[START OF Records for the exercise]

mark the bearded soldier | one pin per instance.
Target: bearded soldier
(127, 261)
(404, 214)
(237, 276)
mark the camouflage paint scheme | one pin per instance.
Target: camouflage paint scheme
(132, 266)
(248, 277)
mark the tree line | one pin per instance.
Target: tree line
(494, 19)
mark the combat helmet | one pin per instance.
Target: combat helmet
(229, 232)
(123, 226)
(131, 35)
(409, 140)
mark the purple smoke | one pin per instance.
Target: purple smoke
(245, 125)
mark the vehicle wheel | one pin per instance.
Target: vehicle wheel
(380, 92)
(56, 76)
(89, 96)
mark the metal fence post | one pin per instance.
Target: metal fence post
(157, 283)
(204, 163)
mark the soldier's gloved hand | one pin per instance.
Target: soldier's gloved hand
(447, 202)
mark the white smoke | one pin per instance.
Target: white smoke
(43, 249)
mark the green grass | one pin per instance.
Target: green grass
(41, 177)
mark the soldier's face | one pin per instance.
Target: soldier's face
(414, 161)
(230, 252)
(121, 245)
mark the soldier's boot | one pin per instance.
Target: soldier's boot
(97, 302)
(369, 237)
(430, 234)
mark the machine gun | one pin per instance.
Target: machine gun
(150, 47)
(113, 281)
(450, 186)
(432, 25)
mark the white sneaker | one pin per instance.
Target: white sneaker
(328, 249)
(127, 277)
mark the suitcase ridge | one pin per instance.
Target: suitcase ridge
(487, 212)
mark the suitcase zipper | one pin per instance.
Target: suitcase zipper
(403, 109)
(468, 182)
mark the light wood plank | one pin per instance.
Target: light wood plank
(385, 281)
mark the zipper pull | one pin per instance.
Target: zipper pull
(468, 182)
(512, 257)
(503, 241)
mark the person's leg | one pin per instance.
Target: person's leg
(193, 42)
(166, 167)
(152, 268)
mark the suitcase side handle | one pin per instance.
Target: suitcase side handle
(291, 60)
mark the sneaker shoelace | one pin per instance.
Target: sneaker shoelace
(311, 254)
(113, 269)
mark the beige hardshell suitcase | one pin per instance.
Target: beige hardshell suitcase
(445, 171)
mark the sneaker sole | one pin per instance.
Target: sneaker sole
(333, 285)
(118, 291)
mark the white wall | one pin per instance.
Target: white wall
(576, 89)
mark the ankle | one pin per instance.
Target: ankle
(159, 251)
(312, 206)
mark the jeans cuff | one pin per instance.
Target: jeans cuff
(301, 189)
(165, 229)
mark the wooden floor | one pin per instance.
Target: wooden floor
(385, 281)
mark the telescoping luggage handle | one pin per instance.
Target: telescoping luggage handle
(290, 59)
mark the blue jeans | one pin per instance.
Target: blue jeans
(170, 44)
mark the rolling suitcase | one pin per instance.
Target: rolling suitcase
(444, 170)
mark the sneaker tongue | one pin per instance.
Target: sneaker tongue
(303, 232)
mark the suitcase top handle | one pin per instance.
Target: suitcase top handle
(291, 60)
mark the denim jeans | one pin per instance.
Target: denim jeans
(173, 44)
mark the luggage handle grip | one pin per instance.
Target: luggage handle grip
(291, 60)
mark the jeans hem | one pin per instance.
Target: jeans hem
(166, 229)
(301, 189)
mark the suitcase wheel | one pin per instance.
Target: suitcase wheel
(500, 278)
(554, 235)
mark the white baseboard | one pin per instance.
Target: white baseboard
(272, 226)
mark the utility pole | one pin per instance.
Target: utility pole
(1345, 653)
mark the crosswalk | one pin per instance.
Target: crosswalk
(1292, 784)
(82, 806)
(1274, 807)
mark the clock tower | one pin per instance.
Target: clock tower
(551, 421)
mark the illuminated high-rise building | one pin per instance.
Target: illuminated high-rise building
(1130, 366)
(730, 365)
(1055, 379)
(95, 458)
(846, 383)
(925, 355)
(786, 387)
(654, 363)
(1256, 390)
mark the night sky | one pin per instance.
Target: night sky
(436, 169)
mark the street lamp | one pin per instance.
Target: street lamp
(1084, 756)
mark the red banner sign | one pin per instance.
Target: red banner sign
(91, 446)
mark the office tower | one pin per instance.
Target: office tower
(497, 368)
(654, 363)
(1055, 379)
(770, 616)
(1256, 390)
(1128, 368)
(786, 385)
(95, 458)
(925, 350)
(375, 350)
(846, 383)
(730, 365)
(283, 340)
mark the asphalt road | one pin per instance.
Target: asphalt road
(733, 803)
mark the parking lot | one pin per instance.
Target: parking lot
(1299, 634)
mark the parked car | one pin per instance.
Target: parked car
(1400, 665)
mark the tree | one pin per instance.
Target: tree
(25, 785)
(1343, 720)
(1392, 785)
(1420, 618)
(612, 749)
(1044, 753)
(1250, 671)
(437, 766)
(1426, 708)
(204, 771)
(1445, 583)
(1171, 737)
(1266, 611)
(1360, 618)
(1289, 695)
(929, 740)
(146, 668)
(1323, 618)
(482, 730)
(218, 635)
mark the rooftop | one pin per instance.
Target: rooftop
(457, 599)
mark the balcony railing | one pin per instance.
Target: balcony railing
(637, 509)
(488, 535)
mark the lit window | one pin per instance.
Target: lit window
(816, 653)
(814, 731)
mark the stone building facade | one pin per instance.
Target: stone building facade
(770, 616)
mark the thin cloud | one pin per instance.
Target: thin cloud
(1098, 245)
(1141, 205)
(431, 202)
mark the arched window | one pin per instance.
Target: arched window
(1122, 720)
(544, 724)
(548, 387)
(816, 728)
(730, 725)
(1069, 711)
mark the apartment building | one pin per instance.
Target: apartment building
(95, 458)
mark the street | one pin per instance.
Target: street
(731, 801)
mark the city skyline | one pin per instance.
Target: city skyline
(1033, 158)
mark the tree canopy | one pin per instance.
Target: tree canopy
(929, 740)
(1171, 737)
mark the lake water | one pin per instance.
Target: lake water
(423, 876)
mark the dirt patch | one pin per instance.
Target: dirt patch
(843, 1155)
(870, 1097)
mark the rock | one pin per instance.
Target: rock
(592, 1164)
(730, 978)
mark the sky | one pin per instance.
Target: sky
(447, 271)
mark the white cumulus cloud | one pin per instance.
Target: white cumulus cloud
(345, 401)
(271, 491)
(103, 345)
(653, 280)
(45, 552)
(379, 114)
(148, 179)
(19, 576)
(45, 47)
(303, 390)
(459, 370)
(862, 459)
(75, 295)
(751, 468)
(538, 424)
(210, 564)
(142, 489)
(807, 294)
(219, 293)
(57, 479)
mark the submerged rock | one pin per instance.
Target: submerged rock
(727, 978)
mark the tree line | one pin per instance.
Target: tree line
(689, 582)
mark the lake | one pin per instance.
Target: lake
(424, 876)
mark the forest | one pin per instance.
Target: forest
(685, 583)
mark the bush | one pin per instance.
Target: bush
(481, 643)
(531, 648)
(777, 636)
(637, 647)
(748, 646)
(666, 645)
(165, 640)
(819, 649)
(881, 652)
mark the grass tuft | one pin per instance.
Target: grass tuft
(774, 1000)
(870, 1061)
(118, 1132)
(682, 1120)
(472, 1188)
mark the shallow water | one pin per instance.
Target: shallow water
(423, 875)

[END OF Records for the exercise]

Your task is to retype all the records above with nothing left out.

mark the bearded soldier | one pin per instance.
Target: bearded soldier
(127, 261)
(404, 214)
(237, 276)
mark the camouflage paint scheme | one pin per instance.
Target: camouflage paint scheme
(132, 266)
(248, 277)
mark the tree line | one pin per instance.
Target: tree line
(494, 19)
mark the combat helmet | one pin per instance.
Target: combat helmet
(229, 232)
(123, 226)
(131, 35)
(409, 140)
mark the purple smoke | one pin per instance.
Target: purple smoke
(245, 125)
mark the vehicle wheel | one pin per instance.
Target: vehicle wheel
(380, 92)
(56, 76)
(89, 96)
mark the metal fence post | one pin per instance.
Target: metal fence post
(157, 283)
(204, 163)
mark the soldier's gloved hand | one pin per instance.
Target: soldier's gloved hand
(447, 202)
mark the white smoke | one pin per instance.
Target: white smoke
(43, 249)
mark the green grass | one pin per instance.
Target: green grass
(41, 177)
mark the soldier's face | one pin per instance.
Target: soldier's face
(414, 161)
(230, 252)
(121, 245)
mark the soldier's boot | one pin per instance.
Target: soldier's boot
(97, 302)
(369, 237)
(430, 234)
mark the machine gun | one pin per instance.
Target: machine gun
(150, 47)
(113, 281)
(450, 186)
(432, 25)
mark the white sneaker | one pin per instance.
Target: white sneaker
(328, 249)
(127, 277)
mark the suitcase ridge | one pin per instance.
Target: suitcase ridge
(487, 212)
mark the suitcase zipper | one pin per instance.
Target: suitcase zipper
(403, 109)
(468, 182)
mark the light wood plank | one pin per instance.
Target: light wood plank
(385, 281)
mark the zipper pull | one pin per instance.
Target: zipper pull
(468, 182)
(512, 257)
(503, 241)
mark the person's leg | one pin per instance.
Target: person's leg
(193, 42)
(166, 167)
(152, 268)
mark the suitcase side handle | one pin per instance.
Target: suitcase side handle
(291, 60)
mark the sneaker shoelace | one pin per instance.
Target: sneaker shoelace
(311, 254)
(113, 269)
mark the beige hardshell suitcase | one pin per instance.
Target: beige hardshell suitcase
(445, 171)
mark the sneaker sole | one pin per instance.
Target: sneaker sole
(333, 285)
(118, 291)
mark the white wall | one pin per instance.
Target: white wall
(576, 89)
mark the ankle | one pin per instance.
Target: ankle
(159, 251)
(312, 206)
mark the jeans cuff | one pin per instance.
Target: jeans cuff
(301, 189)
(165, 229)
mark the wooden floor | one pin per instance.
Target: wooden floor
(385, 281)
mark the telescoping luggage handle | one pin per instance.
Target: telescoping luggage handle
(290, 59)
mark the blue jeans | one pin per instance.
Target: blue jeans
(170, 44)
mark the rolling suitcase | one pin per instance.
Target: rolling suitcase
(444, 170)
mark the sneaker tongue | one pin per instance.
Target: sneaker tongue
(303, 232)
mark the suitcase top handle | one pin per instance.
Target: suitcase top handle
(291, 60)
mark the denim jeans | one pin per instance.
Target: denim jeans
(173, 44)
mark the luggage handle grip | one pin per instance.
Target: luggage handle grip
(291, 60)
mark the jeans hem | one pin per instance.
Target: jeans hem
(166, 229)
(301, 189)
mark the suitcase wheel | one pin per instance.
Target: suitcase wheel
(500, 278)
(554, 235)
mark the white baseboard | one pin per instance.
Target: white baseboard
(272, 226)
mark the utility pole | one pin per instance.
Target: utility pole
(1345, 653)
mark the crosswalk | one pin per instance.
Target: crosswalk
(1292, 784)
(82, 806)
(1274, 807)
mark the clock tower | one pin per instance.
Target: clock tower
(551, 421)
mark the illuminated high-rise building | one pin per instance.
Target: illuminated high-rise building
(1130, 366)
(730, 365)
(1055, 379)
(95, 458)
(846, 383)
(925, 355)
(786, 387)
(654, 363)
(1256, 390)
mark the night sky | one pin per instance.
Target: night sky
(436, 169)
mark the street lamp | one pin per instance.
Target: street lamp
(1084, 756)
mark the red banner sign | one pin per instance.
Target: red banner sign
(91, 446)
mark the office tower | one pin per instance.
Target: office tower
(497, 368)
(654, 363)
(1055, 379)
(770, 616)
(1256, 390)
(1128, 368)
(786, 385)
(95, 458)
(925, 350)
(375, 350)
(846, 383)
(730, 365)
(283, 340)
mark the asphalt road | one pin per instance.
Target: asphalt road
(733, 803)
mark the parking lot | one pin per instance.
Target: parking lot
(1299, 634)
mark the parked car | one pin per instance.
Target: parked car
(1400, 665)
mark the tree | one pin per instance.
Target: tree
(25, 785)
(1343, 720)
(1392, 785)
(1420, 618)
(612, 749)
(1044, 753)
(1250, 671)
(437, 766)
(1426, 708)
(204, 771)
(1445, 583)
(1171, 737)
(1266, 611)
(1360, 618)
(1289, 695)
(929, 740)
(146, 668)
(1323, 618)
(482, 730)
(218, 635)
mark the rooftop | one pin per instance.
Target: rooftop
(457, 599)
mark the balcony railing | one pin per instance.
Target: balcony railing
(637, 509)
(488, 535)
mark the lit window | one pin per instance.
Target: lit window
(816, 653)
(814, 731)
mark the stone building facade | one pin per instance.
Target: stone building facade
(770, 616)
mark the thin cloud | one pin per instance.
Target: thin cloud
(1098, 245)
(1141, 205)
(431, 202)
mark the arched window | one pin per instance.
Target: arched window
(1122, 720)
(544, 724)
(548, 387)
(816, 728)
(730, 725)
(1069, 711)
mark the apartment building | one pin per instance.
Target: apartment building
(95, 458)
mark the street | one pin per instance.
Target: street
(731, 801)
mark the city skyline | one pin per instance.
Target: city skyline
(1033, 158)
mark the tree canopy | one pin per instance.
Target: tree canopy
(929, 740)
(1171, 737)
mark the lake water | one pin per instance.
Target: lake water
(423, 876)
mark the dirt patch | one pin per instance.
Target: dirt patch
(843, 1155)
(870, 1097)
mark the rock | one pin per instance.
Target: rock
(592, 1164)
(730, 978)
mark the sky | one pin per instance.
Target: sky
(447, 271)
mark the white cumulus cloud | one pin per instance.
Target: white cumulus cloud
(345, 401)
(271, 491)
(103, 345)
(653, 280)
(45, 552)
(379, 114)
(148, 179)
(19, 576)
(45, 47)
(303, 390)
(459, 370)
(862, 459)
(75, 295)
(751, 468)
(538, 424)
(210, 564)
(142, 489)
(807, 294)
(219, 293)
(57, 479)
mark the submerged rock | one pin per instance.
Target: submerged rock
(727, 978)
mark the tree line | one pin per instance.
Target: tree line
(689, 582)
mark the lake | one pin per instance.
Target: lake
(424, 876)
mark the forest | one pin per instance.
Target: forest
(685, 583)
mark the bush | one pin per instance.
Target: bush
(481, 643)
(531, 648)
(777, 636)
(637, 647)
(748, 646)
(666, 645)
(165, 640)
(819, 649)
(881, 652)
mark the grass tuft | one pin per instance.
Target: grass tuft
(774, 1000)
(870, 1061)
(118, 1132)
(682, 1120)
(472, 1188)
mark the shallow water | one pin per instance.
Target: shallow water
(423, 875)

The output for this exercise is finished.